WHAT THE TASK ASKS — Transcribe the entries that come next exactly, but not the pictures they contain.

(Natural language region descriptions)
★ ★ ★ ★

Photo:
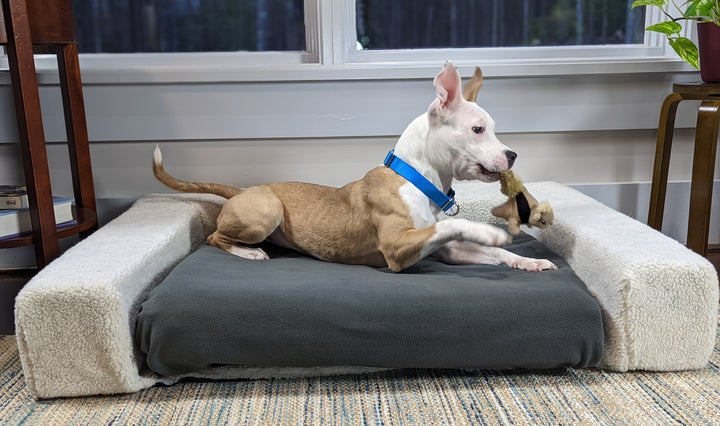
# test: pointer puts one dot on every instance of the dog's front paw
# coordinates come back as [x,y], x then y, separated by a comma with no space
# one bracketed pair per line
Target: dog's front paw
[496,237]
[533,265]
[249,252]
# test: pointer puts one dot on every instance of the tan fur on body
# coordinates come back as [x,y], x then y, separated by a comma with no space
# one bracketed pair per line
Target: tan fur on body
[344,225]
[381,219]
[541,214]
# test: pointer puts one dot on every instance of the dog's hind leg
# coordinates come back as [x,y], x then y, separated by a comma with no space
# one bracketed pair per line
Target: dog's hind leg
[467,253]
[247,218]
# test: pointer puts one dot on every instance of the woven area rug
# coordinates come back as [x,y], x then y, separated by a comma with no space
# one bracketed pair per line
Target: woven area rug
[435,397]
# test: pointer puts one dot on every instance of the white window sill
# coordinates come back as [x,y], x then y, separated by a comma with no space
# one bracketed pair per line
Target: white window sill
[229,68]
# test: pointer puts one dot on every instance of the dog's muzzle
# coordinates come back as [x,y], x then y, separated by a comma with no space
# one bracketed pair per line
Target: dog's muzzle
[511,156]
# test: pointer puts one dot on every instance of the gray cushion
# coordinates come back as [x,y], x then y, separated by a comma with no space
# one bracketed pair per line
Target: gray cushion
[295,311]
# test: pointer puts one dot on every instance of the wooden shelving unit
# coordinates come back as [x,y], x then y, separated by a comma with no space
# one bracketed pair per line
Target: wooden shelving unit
[47,26]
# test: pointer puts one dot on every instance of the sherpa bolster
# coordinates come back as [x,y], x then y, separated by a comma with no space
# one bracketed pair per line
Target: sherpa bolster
[74,318]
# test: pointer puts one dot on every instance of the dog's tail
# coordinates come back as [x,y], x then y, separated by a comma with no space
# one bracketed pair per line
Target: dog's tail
[184,186]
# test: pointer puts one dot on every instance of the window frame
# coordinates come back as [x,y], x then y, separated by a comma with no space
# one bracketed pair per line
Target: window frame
[331,55]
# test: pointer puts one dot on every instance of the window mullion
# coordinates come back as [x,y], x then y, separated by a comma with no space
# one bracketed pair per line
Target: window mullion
[323,26]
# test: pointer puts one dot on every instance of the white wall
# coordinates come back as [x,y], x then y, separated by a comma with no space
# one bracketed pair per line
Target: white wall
[595,132]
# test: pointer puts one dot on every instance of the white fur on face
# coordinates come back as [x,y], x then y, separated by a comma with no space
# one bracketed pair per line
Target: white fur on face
[470,155]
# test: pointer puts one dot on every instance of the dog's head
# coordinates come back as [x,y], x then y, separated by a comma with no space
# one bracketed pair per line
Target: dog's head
[461,135]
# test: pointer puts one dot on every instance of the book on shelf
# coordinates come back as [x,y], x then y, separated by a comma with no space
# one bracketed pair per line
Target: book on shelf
[14,223]
[13,197]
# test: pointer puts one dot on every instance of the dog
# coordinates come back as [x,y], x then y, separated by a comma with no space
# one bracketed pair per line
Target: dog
[382,219]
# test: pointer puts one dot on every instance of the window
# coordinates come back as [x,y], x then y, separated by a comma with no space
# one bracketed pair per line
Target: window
[110,26]
[290,40]
[410,24]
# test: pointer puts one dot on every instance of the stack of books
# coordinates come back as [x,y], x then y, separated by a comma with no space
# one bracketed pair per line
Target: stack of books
[15,212]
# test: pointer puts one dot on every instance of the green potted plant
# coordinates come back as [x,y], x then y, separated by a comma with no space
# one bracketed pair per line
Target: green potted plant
[707,15]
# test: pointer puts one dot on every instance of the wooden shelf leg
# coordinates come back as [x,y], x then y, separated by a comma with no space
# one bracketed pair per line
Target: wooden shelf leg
[30,129]
[662,160]
[76,127]
[702,175]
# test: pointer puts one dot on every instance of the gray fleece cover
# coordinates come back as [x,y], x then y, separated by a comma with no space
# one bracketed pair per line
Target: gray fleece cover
[294,311]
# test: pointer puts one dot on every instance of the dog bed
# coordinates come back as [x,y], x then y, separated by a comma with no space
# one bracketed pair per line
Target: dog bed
[296,311]
[76,318]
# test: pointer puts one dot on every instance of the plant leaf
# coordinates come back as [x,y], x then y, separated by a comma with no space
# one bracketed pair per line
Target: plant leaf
[658,3]
[667,27]
[686,49]
[699,8]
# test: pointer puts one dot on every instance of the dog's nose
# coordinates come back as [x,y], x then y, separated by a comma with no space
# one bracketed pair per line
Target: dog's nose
[511,156]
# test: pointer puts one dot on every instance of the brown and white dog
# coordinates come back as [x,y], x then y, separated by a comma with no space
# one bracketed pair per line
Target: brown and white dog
[381,219]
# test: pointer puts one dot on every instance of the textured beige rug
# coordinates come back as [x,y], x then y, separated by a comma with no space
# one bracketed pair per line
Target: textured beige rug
[401,397]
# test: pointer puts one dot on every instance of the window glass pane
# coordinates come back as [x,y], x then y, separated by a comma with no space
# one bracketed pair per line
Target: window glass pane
[129,26]
[407,24]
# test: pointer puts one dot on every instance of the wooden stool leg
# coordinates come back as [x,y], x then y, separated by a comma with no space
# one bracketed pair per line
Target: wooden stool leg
[662,160]
[76,127]
[702,175]
[30,129]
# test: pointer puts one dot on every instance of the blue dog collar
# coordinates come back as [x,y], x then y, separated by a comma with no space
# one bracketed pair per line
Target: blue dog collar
[445,201]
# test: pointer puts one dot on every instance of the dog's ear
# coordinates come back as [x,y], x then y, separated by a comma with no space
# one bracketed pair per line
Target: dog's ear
[447,89]
[472,87]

★ ★ ★ ★

EXERCISE OUTPUT —
Photo:
# test: pointer puts one dot on every instance of the dog's front paw
# coordinates come back as [x,y], x then y, separated by a comma with no space
# one bracketed pair per line
Target: dog's front paw
[496,237]
[533,265]
[249,252]
# test: pointer puts one dot on every instance of the tan fur on body
# coordinates come back as [x,y], x then y, separated by a comma with no space
# one bracketed pair per line
Target: tan fur on body
[344,225]
[381,219]
[541,214]
# test: pointer puts one dot on every instance of the dog's hind leg
# coordinates come back as [x,y], x then y, separated by a comma with no space
# one bracketed pair per line
Target: dog's hind leg
[467,253]
[247,218]
# test: pointer puts one dot on every instance of the woven area rug
# coordinates come back as [x,y], x then y, separated by a comma with no space
# one bracketed pair per line
Target: woven area rug
[435,397]
# test: pointer puts one dot on every instance of the white window sill
# coordinates come back as [x,y], x then y, separated by a comma with no space
# one bracketed pair per line
Target: white window sill
[229,68]
# test: pointer puts one dot on every instance of the dog's muzzle
# coordinates come back as [x,y], x then y, separated by a comma with no space
# one bracketed pair per line
Target: dog's muzzle
[511,156]
# test: pointer puts one dot on every instance of the gray cushion
# coordinates come back as [x,y], x then y, separated by a comma with no space
# one bracketed pair per line
Target: gray cushion
[295,311]
# test: pointer puts one dot on every instance of the wooden shelving unit
# coordinates come back as [x,y], x then y, separated by a comma with no space
# one bracketed pair per line
Target: wooden shelving unit
[47,26]
# test: pointer puts one dot on every instance of the sherpa bolster
# coordinates come back as [x,y], x then y, separated by a comma with no space
# one bracketed pair per line
Target: sherpa bolster
[74,318]
# test: pointer puts one dot on every instance of the dog's tail
# coordinates come back as [x,y], x then y, separated by a comma with no space
# one bracketed pair per line
Target: dog's tail
[184,186]
# test: pointer puts one dot on every instance of the window frame
# coordinates come back as [x,y], x then y, separated by a comma with no space
# one bracketed pair per line
Target: window frame
[331,55]
# test: pointer puts one dot on every instance of the window mullion
# coordinates come back as [x,y], x then y, separated by a comma with no space
# one bracketed pair per line
Target: window mullion
[323,26]
# test: pointer puts one dot on every instance of the white wall
# coordinates come back as [x,y], x then y, separated by a comma with no space
# one bracketed pair per line
Target: white wall
[595,132]
# test: pointer puts one dot on every instance of the white fur on face
# coordinates come back as [x,y], x then y, separated by a comma with no space
# one bracketed pair per line
Target: white fur on face
[470,155]
# test: pointer puts one dot on every instance of the dog's head
# coordinates come back as [x,y], x then y, separated by a comma with no space
# one bracketed pair per line
Target: dog's head
[461,135]
# test: pointer puts one dot on every instance of the book on shelf
# coordinates come back as [x,y], x then y, separated by a comma with no space
# one bracketed pair per line
Target: book on shelf
[14,223]
[13,197]
# test: pointer puts one dot on every instance of the dog
# coordinates come back as [x,y], x then y, separated by a comma with no space
# one bracketed pair per line
Target: dog
[382,219]
# test: pointer puts one dot on every instance of the window
# coordinates come back as [x,y], x then y, separated by a comma with no space
# one bracketed pair per line
Target: window
[110,26]
[290,40]
[410,24]
# test: pointer puts one dot on every instance of the stack of books
# coordinates come back as [x,y], x then y, separated by a comma with no space
# one bracketed pair per line
Target: stack of books
[15,212]
# test: pointer puts one dot on every instance of the green potted plant
# coordinates come back as [x,y], x then y, separated by a comma with no space
# one bracketed pair per line
Target: green potted plant
[707,15]
# test: pointer puts one dot on every instance of the wooden shelf leg
# coordinates come back as [x,y], x then y, separated by a comma with no space
# one bracketed pair per line
Target: wooden shelf leg
[30,129]
[662,160]
[76,127]
[702,175]
# test: pointer puts one dot on every instance of the gray fleece cover
# coordinates come back as [x,y], x then y, separated by a comma with no space
# one bracketed pair per line
Target: gray fleece cover
[294,311]
# test: pointer puts one dot on every instance of the dog bed
# coordinates come back as [x,y], x then y, separated by a comma with no space
# one bracketed pair per line
Target: dog bed
[296,311]
[76,318]
# test: pointer puts one dot on every instance of the plant leaf
# coordinates come back as [x,y], x then y, separated by a comma with no space
# one bracketed pair per line
Target: plant leaf
[658,3]
[667,27]
[686,49]
[699,8]
# test: pointer puts one dot on every instance of the dog's nose
# coordinates come back as [x,y], x then y, separated by a comma with no space
# one bracketed pair per line
Target: dog's nose
[511,156]
# test: pointer puts one dot on every instance of the brown and white dog
# coordinates come back as [x,y], x then y, separated by a comma with no space
# one bracketed pair per line
Target: brown and white dog
[381,219]
# test: pointer puts one dot on every instance of the textured beige rug
# coordinates come back as [x,y], x then y, separated by a comma with no space
# one bracketed pair per line
Target: textured beige rug
[401,397]
# test: pointer puts one dot on every instance of the window glass pane
# coordinates come back as [x,y], x then y, separated by a comma with no space
# one bracketed pair per line
Target: window glass pane
[129,26]
[407,24]
# test: pointer puts one dot on every instance of the wooden stool leg
# coordinates come back as [x,y], x then y, separated by a comma with no space
# one bracketed pair per line
Target: wooden stool leg
[662,160]
[76,127]
[702,175]
[30,129]
# test: pointer puts one dot on every instance of the blue dog collar
# coordinates come back as [x,y], x then y, separated by a comma with no space
# one bracketed pair per line
Target: blue dog collar
[445,201]
# test: pointer puts one dot on every instance of the dog's ear
# coordinates come back as [x,y], x then y, separated by a comma with no space
# one bracketed pair per line
Target: dog's ear
[447,89]
[472,87]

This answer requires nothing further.